照射野外においても若干の光が観察されたため、照射野外で観察される光量を数点測定し、
シンチレータ光分布の全体から差分することで補正を行った。既存の検証システムとの比
較として、当院で治療を行った限局性前立腺癌の患者 6 名分の IMRT 治療計画を使用し、そ
の線量分布を本システム及び chromodynamic film を用いて測定し、結果を比較した。比較方
法として、各ピクセルの絶対線量差 (dose difference, DD) およびガンマ解析を用いた。ガン
マ解析では処方線量の 10%以上照射された領域を対象とし、2 mm の dose to agreement (DTA)
と 3%の DD を基準とした。本研究の特徴の一つとして、IMRT の合算線量を検証するのみ
ならず、フィールド毎、およびセグメント毎の個別検証を行った。

収集データ項目

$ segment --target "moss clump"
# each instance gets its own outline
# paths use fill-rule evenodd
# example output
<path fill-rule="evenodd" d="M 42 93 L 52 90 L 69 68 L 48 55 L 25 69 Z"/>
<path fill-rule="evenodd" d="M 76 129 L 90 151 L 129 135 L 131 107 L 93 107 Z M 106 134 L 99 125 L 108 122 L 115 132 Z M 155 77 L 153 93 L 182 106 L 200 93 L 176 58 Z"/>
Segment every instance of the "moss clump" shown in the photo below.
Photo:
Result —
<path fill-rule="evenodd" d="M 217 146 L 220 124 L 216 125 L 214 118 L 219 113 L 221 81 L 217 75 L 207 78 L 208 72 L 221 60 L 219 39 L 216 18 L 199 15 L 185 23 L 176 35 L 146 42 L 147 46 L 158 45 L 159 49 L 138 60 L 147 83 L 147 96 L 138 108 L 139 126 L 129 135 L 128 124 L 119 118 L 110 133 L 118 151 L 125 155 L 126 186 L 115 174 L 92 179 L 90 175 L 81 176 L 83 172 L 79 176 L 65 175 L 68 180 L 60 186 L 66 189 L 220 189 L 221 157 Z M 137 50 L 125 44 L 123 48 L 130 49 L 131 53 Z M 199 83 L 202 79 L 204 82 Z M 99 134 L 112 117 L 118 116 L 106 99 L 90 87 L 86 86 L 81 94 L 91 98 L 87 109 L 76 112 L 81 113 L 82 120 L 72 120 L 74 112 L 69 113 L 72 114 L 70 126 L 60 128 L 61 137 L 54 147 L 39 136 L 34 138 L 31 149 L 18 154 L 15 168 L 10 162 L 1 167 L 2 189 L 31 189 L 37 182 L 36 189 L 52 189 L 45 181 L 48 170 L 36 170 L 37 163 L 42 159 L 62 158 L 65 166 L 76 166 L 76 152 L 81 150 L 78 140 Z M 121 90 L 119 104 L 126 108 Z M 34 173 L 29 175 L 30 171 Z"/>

◆ 課題一覧:
1 – ページ抜粋によると、ガンマ解析ではどのような DTA と DD を基準としましたか。
2 – ページ抜粋の最後の文に続けて、本文を書き進めてください。

◆ 解答一覧:
1 – 2 mm の DTA と 3% の DD を基準としました。

2 –
【結果】本研究で採用した光の拡散補正を行うことにより、エネルギー10 MV、照射野 7×
7 cm2、isocenter 中心に 60 cGy を照射した場合に、chromodynamic film を用いた測定結果と
の差分で、照射野周辺領域の最大誤差が 7.7 cGy から 3.9 cGy まで改善された。本システム
で測定した IMRT の合算線量の DD の平均値と標準偏差、ガンマパス率は、6 名分の治療計
画の平均値でそれぞれ 0.8 cGy、4.5 cGy、および 97.4%であり、chromodynamic film を用い
た検証と同等の精度であった。フィールド毎の個別線量分布検証において、DD の平均値と
標準偏差、ガンマパス率は、1 人分の IMRT 線量分布を構成する 7 つのフィールドの平均値
でそれぞれ 0.2 cGy、1.2 cGy、および 93.9%だった。セグメント毎の個別線量分布検証にお
いて、DD の平均値と標準偏差、ガンマパス率は、1 つのフィールドを構成する 9 つのセグ
メントの平均値でそれぞれ−0.03 cGy、0.2 cGy、および 93.9%だった。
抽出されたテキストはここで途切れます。